Selected text:
* * * * *

From 09ec6d645851fcc62b2851eb4b421a2a77e89468 Mon Sep 17 00:00:00 2001
From: Krrish Dholakia <krrishdholakia@gmail.com>
Date: Thu, 25 Jan 2024 12:49:45 -0800
Subject: [PATCH] fix(utils.py): fix sagemaker async logging for sync streaming

https://github.com/BerriAI/litellm/issues/1592
---
 .circleci/config.yml                        |  3 +
 litellm/llms/sagemaker.py                   | 35 +++++---
 litellm/main.py                             | 11 +--
 litellm/proxy/proxy_server.py               |  3 +
 litellm/proxy/utils.py                      |  5 +-
 litellm/tests/test_custom_callback_input.py | 41 +++++++++
 litellm/tests/test_streaming.py             | 70 ++++++++-------
 litellm/utils.py                            | 94 ++++++++++++++++++---
 proxy_server_config.yaml                    |  4 +
 tests/test_keys.py                          | 45 +++++++++-
 10 files changed, 247 insertions(+), 64 deletions(-)

* * * * *

Data listing:
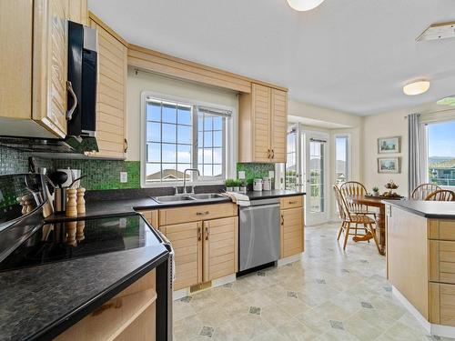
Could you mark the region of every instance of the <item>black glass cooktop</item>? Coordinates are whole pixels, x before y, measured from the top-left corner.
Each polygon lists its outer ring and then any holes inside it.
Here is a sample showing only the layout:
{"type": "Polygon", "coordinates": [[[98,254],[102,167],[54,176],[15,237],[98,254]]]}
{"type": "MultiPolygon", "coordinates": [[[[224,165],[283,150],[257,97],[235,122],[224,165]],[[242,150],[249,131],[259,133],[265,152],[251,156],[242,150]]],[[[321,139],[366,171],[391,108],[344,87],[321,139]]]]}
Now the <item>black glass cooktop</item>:
{"type": "Polygon", "coordinates": [[[158,244],[139,215],[46,224],[0,263],[0,271],[158,244]]]}

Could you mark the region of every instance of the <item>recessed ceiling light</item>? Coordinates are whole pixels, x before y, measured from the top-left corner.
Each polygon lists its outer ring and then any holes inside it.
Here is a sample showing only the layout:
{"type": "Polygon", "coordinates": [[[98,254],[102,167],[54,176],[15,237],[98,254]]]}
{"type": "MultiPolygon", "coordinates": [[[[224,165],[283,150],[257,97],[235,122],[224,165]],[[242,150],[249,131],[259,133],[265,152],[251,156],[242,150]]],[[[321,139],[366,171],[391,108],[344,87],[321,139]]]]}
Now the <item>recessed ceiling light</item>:
{"type": "Polygon", "coordinates": [[[455,106],[455,95],[440,99],[438,102],[436,102],[436,104],[439,105],[455,106]]]}
{"type": "Polygon", "coordinates": [[[309,11],[318,7],[324,0],[288,0],[288,4],[296,11],[309,11]]]}
{"type": "Polygon", "coordinates": [[[426,93],[428,89],[430,89],[429,81],[418,81],[404,85],[403,93],[408,95],[415,95],[426,93]]]}

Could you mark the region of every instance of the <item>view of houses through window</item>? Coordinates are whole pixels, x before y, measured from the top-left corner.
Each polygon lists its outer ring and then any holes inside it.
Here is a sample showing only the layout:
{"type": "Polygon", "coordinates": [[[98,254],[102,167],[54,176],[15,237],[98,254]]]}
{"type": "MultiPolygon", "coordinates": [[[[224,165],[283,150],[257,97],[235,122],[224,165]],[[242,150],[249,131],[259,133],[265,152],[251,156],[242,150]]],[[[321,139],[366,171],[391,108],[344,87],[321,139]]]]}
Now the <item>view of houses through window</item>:
{"type": "Polygon", "coordinates": [[[455,121],[429,124],[427,132],[429,181],[455,186],[455,121]]]}

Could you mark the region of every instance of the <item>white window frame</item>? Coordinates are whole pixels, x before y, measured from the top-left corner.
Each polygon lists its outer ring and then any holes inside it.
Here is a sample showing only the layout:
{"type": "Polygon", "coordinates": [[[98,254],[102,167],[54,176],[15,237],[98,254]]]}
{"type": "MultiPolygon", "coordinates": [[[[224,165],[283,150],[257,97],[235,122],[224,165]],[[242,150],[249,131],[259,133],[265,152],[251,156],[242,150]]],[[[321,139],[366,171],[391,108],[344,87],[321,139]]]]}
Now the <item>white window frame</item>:
{"type": "MultiPolygon", "coordinates": [[[[140,115],[140,178],[141,178],[141,187],[173,187],[177,186],[183,186],[183,180],[181,181],[172,181],[172,182],[157,182],[157,183],[147,183],[146,181],[147,175],[147,105],[146,101],[147,97],[157,98],[162,101],[175,102],[180,105],[191,105],[193,106],[208,106],[214,107],[220,110],[227,110],[232,112],[231,118],[226,120],[226,136],[225,143],[223,145],[224,155],[225,155],[225,169],[223,169],[223,174],[225,178],[234,177],[236,176],[236,165],[237,165],[237,150],[238,150],[238,138],[237,138],[237,129],[238,126],[238,115],[237,109],[231,106],[218,105],[215,103],[208,103],[198,101],[195,99],[174,96],[165,94],[160,94],[152,91],[143,91],[141,93],[141,115],[140,115]]],[[[196,139],[193,139],[196,141],[196,139]]],[[[197,157],[197,155],[192,155],[197,157]]],[[[225,179],[215,180],[215,181],[201,181],[193,180],[187,181],[187,186],[203,186],[203,185],[223,185],[225,179]]]]}
{"type": "MultiPolygon", "coordinates": [[[[455,112],[454,112],[455,115],[455,112]]],[[[435,119],[435,120],[423,120],[423,122],[420,122],[420,124],[421,125],[421,132],[423,135],[423,139],[420,142],[420,149],[421,149],[421,154],[424,155],[423,160],[420,160],[420,166],[423,168],[420,171],[420,176],[423,176],[421,178],[425,179],[426,183],[430,183],[430,172],[429,172],[429,132],[428,132],[428,126],[430,125],[438,125],[438,124],[443,124],[443,123],[449,123],[449,122],[455,122],[455,116],[449,116],[447,118],[441,118],[441,119],[435,119]]],[[[455,189],[455,186],[448,186],[448,185],[438,185],[442,189],[450,189],[453,191],[455,189]]]]}

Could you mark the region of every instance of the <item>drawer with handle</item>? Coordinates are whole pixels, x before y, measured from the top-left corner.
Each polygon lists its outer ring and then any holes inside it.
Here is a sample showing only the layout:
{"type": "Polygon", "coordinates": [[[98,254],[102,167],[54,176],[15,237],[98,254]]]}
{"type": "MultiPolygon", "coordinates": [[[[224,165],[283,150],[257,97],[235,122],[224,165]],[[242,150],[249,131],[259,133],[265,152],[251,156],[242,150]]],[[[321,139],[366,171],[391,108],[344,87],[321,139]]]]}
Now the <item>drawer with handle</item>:
{"type": "Polygon", "coordinates": [[[232,203],[200,205],[159,210],[159,225],[188,223],[237,216],[237,205],[232,203]]]}
{"type": "Polygon", "coordinates": [[[303,196],[287,196],[279,200],[281,209],[301,207],[303,206],[303,196]]]}

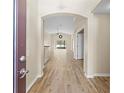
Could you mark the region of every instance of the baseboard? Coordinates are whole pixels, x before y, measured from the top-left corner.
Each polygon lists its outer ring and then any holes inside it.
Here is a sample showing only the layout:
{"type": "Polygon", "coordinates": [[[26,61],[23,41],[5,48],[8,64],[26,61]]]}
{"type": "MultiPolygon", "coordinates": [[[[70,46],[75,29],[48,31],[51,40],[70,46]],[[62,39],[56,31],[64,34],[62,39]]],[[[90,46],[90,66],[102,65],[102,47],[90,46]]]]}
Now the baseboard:
{"type": "Polygon", "coordinates": [[[110,77],[110,73],[95,73],[95,77],[100,76],[100,77],[110,77]]]}
{"type": "Polygon", "coordinates": [[[32,81],[32,83],[29,85],[29,87],[26,89],[26,93],[28,93],[28,91],[31,89],[31,87],[34,85],[34,83],[37,81],[38,78],[41,78],[43,76],[43,72],[41,73],[41,75],[37,75],[35,77],[35,79],[32,81]]]}
{"type": "Polygon", "coordinates": [[[87,74],[85,73],[85,77],[86,77],[86,78],[94,78],[94,75],[87,75],[87,74]]]}

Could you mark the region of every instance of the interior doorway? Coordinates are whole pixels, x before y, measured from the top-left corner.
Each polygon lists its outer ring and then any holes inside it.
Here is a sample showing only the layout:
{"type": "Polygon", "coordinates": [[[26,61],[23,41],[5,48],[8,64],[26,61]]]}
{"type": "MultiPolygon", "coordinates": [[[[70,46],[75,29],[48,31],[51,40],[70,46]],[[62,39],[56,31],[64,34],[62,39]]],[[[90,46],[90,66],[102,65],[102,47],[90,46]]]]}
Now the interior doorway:
{"type": "Polygon", "coordinates": [[[84,29],[77,33],[77,59],[84,59],[84,29]]]}

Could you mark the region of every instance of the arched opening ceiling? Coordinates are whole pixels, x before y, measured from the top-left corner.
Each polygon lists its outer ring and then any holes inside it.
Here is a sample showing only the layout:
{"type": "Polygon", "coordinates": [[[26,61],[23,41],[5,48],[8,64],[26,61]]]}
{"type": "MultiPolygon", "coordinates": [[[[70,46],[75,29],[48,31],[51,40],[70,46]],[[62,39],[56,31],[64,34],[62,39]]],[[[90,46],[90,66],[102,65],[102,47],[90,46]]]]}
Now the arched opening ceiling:
{"type": "Polygon", "coordinates": [[[41,15],[68,12],[91,12],[101,0],[39,0],[39,12],[41,15]]]}

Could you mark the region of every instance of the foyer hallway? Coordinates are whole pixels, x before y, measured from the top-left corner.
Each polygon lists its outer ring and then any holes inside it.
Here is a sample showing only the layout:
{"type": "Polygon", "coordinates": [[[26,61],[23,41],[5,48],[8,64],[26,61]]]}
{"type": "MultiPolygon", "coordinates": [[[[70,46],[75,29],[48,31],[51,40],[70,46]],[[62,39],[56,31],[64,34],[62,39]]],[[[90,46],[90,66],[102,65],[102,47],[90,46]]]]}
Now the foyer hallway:
{"type": "Polygon", "coordinates": [[[71,51],[58,49],[46,64],[44,76],[28,93],[109,93],[109,78],[87,79],[83,60],[74,60],[71,51]]]}

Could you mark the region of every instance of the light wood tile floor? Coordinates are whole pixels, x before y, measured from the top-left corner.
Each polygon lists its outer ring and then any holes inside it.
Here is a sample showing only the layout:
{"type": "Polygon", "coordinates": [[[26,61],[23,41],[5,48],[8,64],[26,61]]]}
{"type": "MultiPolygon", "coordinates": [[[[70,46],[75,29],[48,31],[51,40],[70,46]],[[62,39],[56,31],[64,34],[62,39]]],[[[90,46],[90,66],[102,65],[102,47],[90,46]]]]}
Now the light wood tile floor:
{"type": "Polygon", "coordinates": [[[71,52],[60,49],[28,93],[109,93],[109,82],[109,77],[87,79],[83,60],[74,60],[71,52]]]}

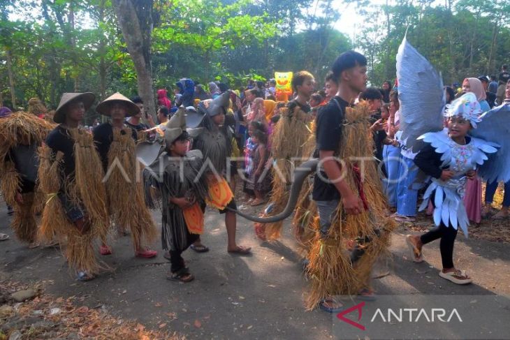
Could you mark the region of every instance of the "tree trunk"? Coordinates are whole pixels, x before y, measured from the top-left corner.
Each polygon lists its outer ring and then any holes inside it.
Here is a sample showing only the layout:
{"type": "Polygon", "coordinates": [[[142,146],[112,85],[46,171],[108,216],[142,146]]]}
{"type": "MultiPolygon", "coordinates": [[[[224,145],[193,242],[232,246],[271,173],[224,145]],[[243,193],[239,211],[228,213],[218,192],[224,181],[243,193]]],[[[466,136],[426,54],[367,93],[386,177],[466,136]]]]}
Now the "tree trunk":
{"type": "Polygon", "coordinates": [[[129,55],[135,65],[138,95],[143,101],[147,112],[155,119],[156,105],[150,59],[152,1],[113,0],[112,3],[129,55]]]}
{"type": "Polygon", "coordinates": [[[7,59],[7,73],[9,76],[9,89],[10,89],[10,100],[13,102],[13,111],[16,110],[16,94],[14,93],[14,75],[13,75],[13,61],[10,59],[10,51],[6,50],[7,59]]]}

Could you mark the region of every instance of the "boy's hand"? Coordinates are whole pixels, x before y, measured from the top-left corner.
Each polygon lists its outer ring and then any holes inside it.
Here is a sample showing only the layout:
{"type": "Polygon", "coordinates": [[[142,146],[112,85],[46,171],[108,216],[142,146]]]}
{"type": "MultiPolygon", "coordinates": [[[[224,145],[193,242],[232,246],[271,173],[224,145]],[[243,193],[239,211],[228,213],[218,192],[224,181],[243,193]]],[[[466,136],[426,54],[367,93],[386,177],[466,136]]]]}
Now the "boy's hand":
{"type": "Polygon", "coordinates": [[[453,177],[453,172],[451,170],[443,170],[441,172],[441,180],[444,182],[449,181],[453,177]]]}
{"type": "Polygon", "coordinates": [[[345,212],[351,215],[357,215],[363,210],[363,202],[354,194],[342,197],[342,204],[345,212]]]}
{"type": "Polygon", "coordinates": [[[383,130],[383,128],[382,119],[377,119],[376,122],[374,123],[372,126],[370,126],[370,130],[374,132],[380,131],[381,130],[383,130]]]}
{"type": "Polygon", "coordinates": [[[466,177],[469,179],[474,179],[476,177],[476,170],[470,170],[469,171],[466,172],[466,177]]]}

* * * * *

Work instructions:
- A) In the patch header, how many insertions and deletions are reported in total?
- B) Reproduce the part of the patch header starting at "https://github.com/BerriAI/litellm/issues/1592" and ending at "insertions(+), 64 deletions(-)".

Outputs by task:
- A) 247 insertions and 64 deletions.

- B)
https://github.com/BerriAI/litellm/issues/1592
---
 .circleci/config.yml                        |  3 +
 litellm/llms/sagemaker.py                   | 35 +++++---
 litellm/main.py                             | 11 +--
 litellm/proxy/proxy_server.py               |  3 +
 litellm/proxy/utils.py                      |  5 +-
 litellm/tests/test_custom_callback_input.py | 41 +++++++++
 litellm/tests/test_streaming.py             | 70 ++++++++-------
 litellm/utils.py                            | 94 ++++++++++++++++++---
 proxy_server_config.yaml                    |  4 +
 tests/test_keys.py                          | 45 +++++++++-
 10 files changed, 247 insertions(+), 64 deletions(-)